++++ Extracted text

Glad to hear about the surgery! Hopefully the news next week will be good!


----------



## JimPV (Apr 26, 2009)

Just wanted to let you know my Mom went through breast cancer treatment... geez, probably been 18 years or so, and she is completely cured! Not at all uncommon.

Prayers and well wishes for your wife and yourself!


----------



## pugknows (May 28, 2002)

Our prayers and positive thoughts are heading your way. 
Rob


----------



## Sgt Wilco (Jan 29, 2004)

Thanks guys!
Latest news from Oncology: Gruelling times ahead. 20 weeks of chemo (2 separate courses), then chest-wall radiation and 5 years of estrogen-suppression therapy (apparently this type of cancer thrives in an estrogen-rich bloodstream). Time to choose our piece of ground, dig our foxhole and hang on for the fight.
Da Sarge


----------



## deadmanincfan (Mar 11, 2008)

All of us here are in this with you in spirit, Sarge!


----------



## jtull01 (Dec 10, 2008)

Such a sorrowing experience. How well many of us know of someone or our own who have been stricken by this malady. There is a power in numbers, so I add my prayers for your wife full and speedy recovery. This sure puts our models in a very small scale! But they also bond us (no pun) together. All the best to Elizabeth and you Sarge.


----------



## dreamer 2.0 (May 11, 2007)

My best thoughts and wishess to your wife and you, Sarge. Hang in there.


----------



## Cro-Magnon Man (Jun 11, 2001)

Best wishes to both of you, and I hope things improve and work out well.


----------



## OzyMandias (Dec 29, 2004)

My very best wishes to you and Elizabeth, Sarge. It's sad indeed that so many of us have either been through it, or know someone affected by it. 

It sounds like you have your bases covered between the diet and excellent attitudes. Fight the good fight!


----------



## lisfan (Feb 15, 1999)

Our prayers and positive thoughts are heading your way. i will keep you in my prayers for a speedy recovery. keep up the good fight:thumbsup:


----------



## Mitchellmania (Feb 14, 2002)

My thoughts and prayers go out to you and your wife.


----------



## SteveR (Aug 7, 2005)

Hang in there, Sarge. Strength to both you and your wife.


----------



## SJF (Dec 3, 1999)

Sending you and your wife the best of wishes, Sarge. Hang tough, the both of you. 

Sean


----------



## guitar1974 (Jun 20, 2011)

Hi,
I'm looking for a Ronon Dex Prop Gun From StarGate Atlantis and cannot find one, but heard that Wilco Models makes one, got any ideas where to find one? Thanks!!


----------



## ChrisW (Jan 1, 1970)

Obviously you didn't read this thread before you posted your comment...


----------



## pugknows (May 28, 2002)

Thoughts, prayers and positive energy coming your way.
Rob
Monster Model Review


----------



## scooke123 (Apr 11, 2008)

Thoughts and prayers with you and her.Cancer is beatable- my Mom had it, went thru surgery and treatments and has been cancer free for over 5 years now. She is going to be 84 soon and going strong!!!!
Steve


----------



## Lloyd Collins (Sep 25, 2004)

Since the news is from last year, any updates? How is she doing?


----------

++++++++

Retype the forum thread between "## guitar1974 (Jun" and "(Jan 1, 1970)", inclusive. Work only from the forum thread.

++++ Dataset content

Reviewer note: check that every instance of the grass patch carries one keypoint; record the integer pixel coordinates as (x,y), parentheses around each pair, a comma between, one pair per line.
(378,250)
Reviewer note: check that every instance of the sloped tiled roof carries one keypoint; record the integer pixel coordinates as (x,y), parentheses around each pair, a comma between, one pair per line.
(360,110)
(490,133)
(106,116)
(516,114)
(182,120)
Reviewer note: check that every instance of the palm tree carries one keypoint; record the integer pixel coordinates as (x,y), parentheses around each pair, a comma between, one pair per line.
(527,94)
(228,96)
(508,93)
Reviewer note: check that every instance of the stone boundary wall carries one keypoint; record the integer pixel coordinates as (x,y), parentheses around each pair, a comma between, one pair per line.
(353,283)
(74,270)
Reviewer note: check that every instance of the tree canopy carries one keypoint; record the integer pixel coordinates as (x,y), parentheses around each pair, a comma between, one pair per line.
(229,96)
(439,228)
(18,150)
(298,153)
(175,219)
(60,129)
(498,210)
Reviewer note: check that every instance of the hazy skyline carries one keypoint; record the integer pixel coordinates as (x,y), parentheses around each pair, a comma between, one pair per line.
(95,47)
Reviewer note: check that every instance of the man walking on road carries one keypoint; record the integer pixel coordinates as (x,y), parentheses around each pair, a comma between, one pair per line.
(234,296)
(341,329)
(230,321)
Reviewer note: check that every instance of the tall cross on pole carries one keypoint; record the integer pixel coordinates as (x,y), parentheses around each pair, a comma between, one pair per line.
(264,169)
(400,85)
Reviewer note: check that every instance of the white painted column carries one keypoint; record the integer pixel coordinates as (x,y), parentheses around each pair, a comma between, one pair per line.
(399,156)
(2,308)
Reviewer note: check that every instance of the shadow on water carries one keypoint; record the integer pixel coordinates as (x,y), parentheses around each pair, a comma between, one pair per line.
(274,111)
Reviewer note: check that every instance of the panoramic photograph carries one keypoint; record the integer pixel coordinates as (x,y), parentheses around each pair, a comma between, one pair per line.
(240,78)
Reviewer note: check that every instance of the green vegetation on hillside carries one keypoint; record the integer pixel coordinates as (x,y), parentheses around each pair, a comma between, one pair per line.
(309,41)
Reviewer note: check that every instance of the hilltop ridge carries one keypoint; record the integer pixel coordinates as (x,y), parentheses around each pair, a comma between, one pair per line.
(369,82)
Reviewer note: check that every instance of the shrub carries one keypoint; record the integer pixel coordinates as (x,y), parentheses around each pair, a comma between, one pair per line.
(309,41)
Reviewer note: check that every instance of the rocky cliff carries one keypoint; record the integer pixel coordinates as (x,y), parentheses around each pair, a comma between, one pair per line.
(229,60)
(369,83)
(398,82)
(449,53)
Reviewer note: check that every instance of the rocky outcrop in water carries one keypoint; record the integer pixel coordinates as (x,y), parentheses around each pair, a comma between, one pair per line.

++++++++

__Solution__.
## guitar1974 (Jun 20, 2011)

Hi,
I'm looking for a Ronon Dex Prop Gun From StarGate Atlantis and cannot find one, but heard that Wilco Models makes one, got any ideas where to find one? Thanks!!


----------



## ChrisW (Jan 1, 1970)